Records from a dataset
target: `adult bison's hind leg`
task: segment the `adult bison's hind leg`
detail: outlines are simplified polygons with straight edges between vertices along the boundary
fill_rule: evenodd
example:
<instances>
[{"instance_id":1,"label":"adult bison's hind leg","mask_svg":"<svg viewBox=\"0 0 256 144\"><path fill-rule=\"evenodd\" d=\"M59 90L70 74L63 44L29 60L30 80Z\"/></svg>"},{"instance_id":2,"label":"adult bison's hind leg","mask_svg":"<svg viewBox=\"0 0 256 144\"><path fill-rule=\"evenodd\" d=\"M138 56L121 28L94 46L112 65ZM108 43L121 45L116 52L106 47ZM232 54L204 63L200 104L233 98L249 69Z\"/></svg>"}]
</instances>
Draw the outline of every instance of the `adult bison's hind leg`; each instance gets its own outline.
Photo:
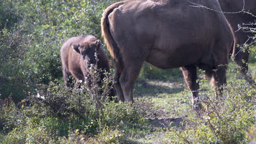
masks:
<instances>
[{"instance_id":1,"label":"adult bison's hind leg","mask_svg":"<svg viewBox=\"0 0 256 144\"><path fill-rule=\"evenodd\" d=\"M240 50L238 47L236 47L236 50ZM251 75L248 71L248 62L249 55L249 51L248 49L246 50L245 52L237 52L235 55L234 60L235 62L240 67L240 70L246 80L251 85L255 86L255 83L253 79L252 75Z\"/></svg>"},{"instance_id":2,"label":"adult bison's hind leg","mask_svg":"<svg viewBox=\"0 0 256 144\"><path fill-rule=\"evenodd\" d=\"M116 70L115 70L115 76L114 77L114 79L115 80L115 83L114 83L114 87L115 89L115 91L117 91L117 95L118 95L119 100L121 101L124 101L125 99L124 97L124 93L123 92L122 88L121 87L121 85L120 85L120 82L119 82L119 79L120 79L120 76L121 75L120 72L119 71L121 71L121 68L118 67L118 66L116 65Z\"/></svg>"},{"instance_id":3,"label":"adult bison's hind leg","mask_svg":"<svg viewBox=\"0 0 256 144\"><path fill-rule=\"evenodd\" d=\"M127 60L127 59L126 59ZM138 77L143 61L129 60L124 63L119 79L125 101L133 102L132 90Z\"/></svg>"},{"instance_id":4,"label":"adult bison's hind leg","mask_svg":"<svg viewBox=\"0 0 256 144\"><path fill-rule=\"evenodd\" d=\"M222 95L223 86L226 83L226 65L220 65L218 66L217 69L213 69L213 75L211 83L214 86L215 96L217 98Z\"/></svg>"},{"instance_id":5,"label":"adult bison's hind leg","mask_svg":"<svg viewBox=\"0 0 256 144\"><path fill-rule=\"evenodd\" d=\"M202 109L202 105L198 94L199 83L196 81L197 79L196 67L194 65L189 65L181 67L181 70L182 70L186 84L192 93L193 108L196 111L199 111Z\"/></svg>"}]
</instances>

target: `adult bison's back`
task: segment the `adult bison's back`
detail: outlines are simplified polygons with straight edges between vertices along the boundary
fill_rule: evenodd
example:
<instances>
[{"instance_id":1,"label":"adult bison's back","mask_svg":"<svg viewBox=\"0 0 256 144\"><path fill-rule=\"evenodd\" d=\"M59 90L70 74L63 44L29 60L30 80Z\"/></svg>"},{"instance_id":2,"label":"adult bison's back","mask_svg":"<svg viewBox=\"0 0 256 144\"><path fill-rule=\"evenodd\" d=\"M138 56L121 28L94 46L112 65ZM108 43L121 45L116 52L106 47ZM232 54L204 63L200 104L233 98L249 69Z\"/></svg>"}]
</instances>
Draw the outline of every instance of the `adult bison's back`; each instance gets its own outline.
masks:
<instances>
[{"instance_id":1,"label":"adult bison's back","mask_svg":"<svg viewBox=\"0 0 256 144\"><path fill-rule=\"evenodd\" d=\"M190 1L220 10L217 0ZM200 106L195 103L196 66L216 86L226 82L233 39L225 17L191 5L187 0L126 1L105 10L102 36L115 62L115 86L121 100L133 101L132 88L144 61L163 69L181 67L195 108Z\"/></svg>"}]
</instances>

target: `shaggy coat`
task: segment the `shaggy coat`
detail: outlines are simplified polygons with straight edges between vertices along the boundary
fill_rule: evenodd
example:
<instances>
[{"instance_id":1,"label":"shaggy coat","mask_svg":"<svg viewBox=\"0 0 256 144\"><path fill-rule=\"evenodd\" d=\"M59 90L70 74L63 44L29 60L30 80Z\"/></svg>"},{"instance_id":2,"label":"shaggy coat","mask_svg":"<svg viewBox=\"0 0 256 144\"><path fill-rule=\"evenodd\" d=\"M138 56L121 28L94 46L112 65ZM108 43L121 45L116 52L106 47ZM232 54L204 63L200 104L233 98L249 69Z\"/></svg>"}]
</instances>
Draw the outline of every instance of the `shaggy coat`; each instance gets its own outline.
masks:
<instances>
[{"instance_id":1,"label":"shaggy coat","mask_svg":"<svg viewBox=\"0 0 256 144\"><path fill-rule=\"evenodd\" d=\"M108 60L101 46L100 40L91 35L80 35L67 40L61 49L61 62L63 80L67 86L71 86L72 77L74 77L77 85L79 80L87 82L87 86L90 87L91 80L88 75L88 69L91 65L96 64L95 54L97 54L98 61L97 62L97 69L102 70L100 74L101 81L98 85L101 85L105 75L106 70L109 73ZM114 93L111 91L110 96Z\"/></svg>"},{"instance_id":2,"label":"shaggy coat","mask_svg":"<svg viewBox=\"0 0 256 144\"><path fill-rule=\"evenodd\" d=\"M105 10L102 35L115 63L121 100L133 101L133 87L144 61L162 69L180 67L197 110L196 66L215 86L226 83L231 31L223 14L191 2L221 10L218 0L125 1Z\"/></svg>"}]
</instances>

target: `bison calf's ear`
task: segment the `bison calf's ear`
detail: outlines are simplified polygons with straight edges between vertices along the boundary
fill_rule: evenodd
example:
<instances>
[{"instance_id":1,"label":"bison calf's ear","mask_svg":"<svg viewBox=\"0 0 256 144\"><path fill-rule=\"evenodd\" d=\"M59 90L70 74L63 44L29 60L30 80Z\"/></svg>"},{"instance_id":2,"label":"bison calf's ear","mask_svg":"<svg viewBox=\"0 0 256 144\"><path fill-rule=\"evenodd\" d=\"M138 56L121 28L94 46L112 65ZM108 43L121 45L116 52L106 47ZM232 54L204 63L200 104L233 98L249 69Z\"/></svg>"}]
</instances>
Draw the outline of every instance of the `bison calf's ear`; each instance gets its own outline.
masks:
<instances>
[{"instance_id":1,"label":"bison calf's ear","mask_svg":"<svg viewBox=\"0 0 256 144\"><path fill-rule=\"evenodd\" d=\"M101 40L98 39L96 41L94 41L94 44L95 44L97 47L97 50L98 50L101 46Z\"/></svg>"},{"instance_id":2,"label":"bison calf's ear","mask_svg":"<svg viewBox=\"0 0 256 144\"><path fill-rule=\"evenodd\" d=\"M76 52L78 52L80 53L80 51L79 51L79 48L80 45L79 44L77 44L76 45L72 45L72 48Z\"/></svg>"}]
</instances>

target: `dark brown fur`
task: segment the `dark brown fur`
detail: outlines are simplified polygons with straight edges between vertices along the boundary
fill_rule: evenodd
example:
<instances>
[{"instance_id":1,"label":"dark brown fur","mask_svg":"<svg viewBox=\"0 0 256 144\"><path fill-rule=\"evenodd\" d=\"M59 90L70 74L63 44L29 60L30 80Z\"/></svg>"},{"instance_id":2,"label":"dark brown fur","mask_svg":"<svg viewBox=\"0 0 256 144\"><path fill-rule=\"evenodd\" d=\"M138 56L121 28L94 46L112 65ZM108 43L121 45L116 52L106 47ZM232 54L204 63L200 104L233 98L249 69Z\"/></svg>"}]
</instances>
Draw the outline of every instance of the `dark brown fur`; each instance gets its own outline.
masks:
<instances>
[{"instance_id":1,"label":"dark brown fur","mask_svg":"<svg viewBox=\"0 0 256 144\"><path fill-rule=\"evenodd\" d=\"M191 2L220 10L217 0ZM125 1L105 10L102 35L115 63L120 100L133 101L133 87L144 61L162 69L181 67L196 109L200 107L196 66L208 71L214 86L226 83L234 40L225 18L190 5L187 0Z\"/></svg>"},{"instance_id":2,"label":"dark brown fur","mask_svg":"<svg viewBox=\"0 0 256 144\"><path fill-rule=\"evenodd\" d=\"M243 1L242 0L219 0L222 10L226 13L238 12L242 10L243 7ZM254 15L256 15L256 1L255 0L246 0L245 1L245 10L249 11ZM249 37L253 37L252 33L246 33L240 29L238 31L238 25L247 27L248 26L243 26L243 23L250 23L255 22L256 20L255 17L243 13L224 13L228 21L232 27L234 32L235 38L235 48L232 52L232 57L234 61L241 67L242 73L244 75L246 79L251 84L255 85L255 82L252 79L252 75L248 73L248 62L249 55L249 49L246 49L245 52L241 50L241 46L237 46L237 45L243 45L246 42L250 44L253 41L252 39L248 41ZM249 27L254 27L254 25L250 25Z\"/></svg>"},{"instance_id":3,"label":"dark brown fur","mask_svg":"<svg viewBox=\"0 0 256 144\"><path fill-rule=\"evenodd\" d=\"M88 76L88 68L91 64L95 65L96 61L95 53L97 53L98 61L97 63L98 69L102 70L100 73L101 81L105 77L104 70L109 72L108 58L104 50L101 46L100 40L91 35L80 35L67 40L61 49L61 62L63 80L67 86L72 85L71 76L74 77L77 85L79 81L86 81L89 88L91 82ZM86 77L86 78L85 78ZM112 90L110 96L114 96L114 93Z\"/></svg>"}]
</instances>

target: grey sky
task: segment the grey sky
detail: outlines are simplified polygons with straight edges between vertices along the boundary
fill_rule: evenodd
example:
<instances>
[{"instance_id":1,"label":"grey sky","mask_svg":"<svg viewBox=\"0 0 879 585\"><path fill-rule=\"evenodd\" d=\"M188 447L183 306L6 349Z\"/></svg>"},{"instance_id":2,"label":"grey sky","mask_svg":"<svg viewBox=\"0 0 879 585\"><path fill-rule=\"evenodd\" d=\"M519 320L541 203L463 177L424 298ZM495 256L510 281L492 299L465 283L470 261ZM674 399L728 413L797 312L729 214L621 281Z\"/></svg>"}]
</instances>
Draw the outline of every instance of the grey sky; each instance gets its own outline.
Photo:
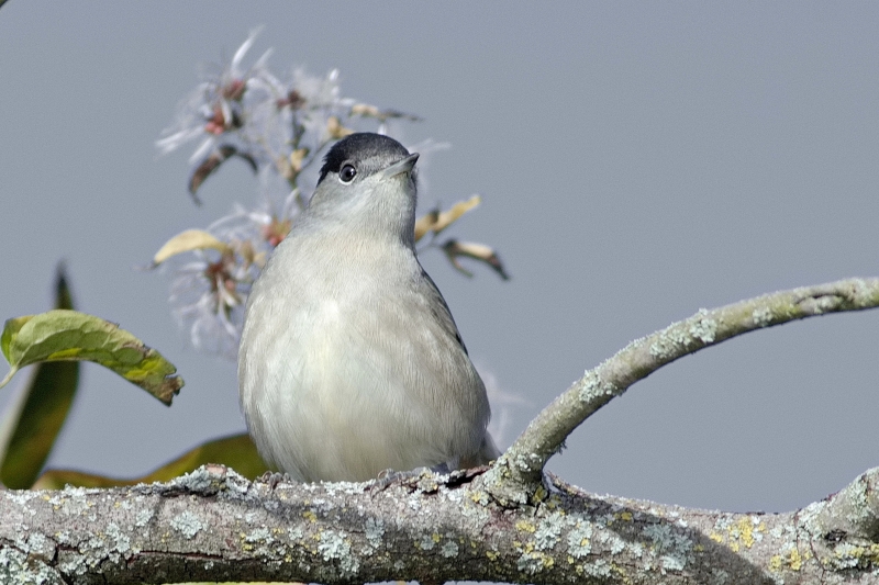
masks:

SET TASK —
The copy should hold exactly the lines from the line containing "target: grey sky" through the end of the data, both ends included, and no pictures.

EXPECTED ANSWER —
target: grey sky
task: segment the grey sky
detail: outlines are simplified polygons with straight edges between vertices along the boundary
fill_rule: evenodd
example:
<instances>
[{"instance_id":1,"label":"grey sky","mask_svg":"<svg viewBox=\"0 0 879 585\"><path fill-rule=\"evenodd\" d=\"M188 447L183 306L6 349Z\"/></svg>"},{"instance_id":2,"label":"grey sky","mask_svg":"<svg viewBox=\"0 0 879 585\"><path fill-rule=\"evenodd\" d=\"M519 320L541 203L463 177L424 298ZM495 256L510 281L492 299L465 283L470 261ZM674 399L728 413L797 312L729 214L621 281Z\"/></svg>"}]
</instances>
Draw the outline of every instance of the grey sky; each instance gets its own outline.
Photo:
masks:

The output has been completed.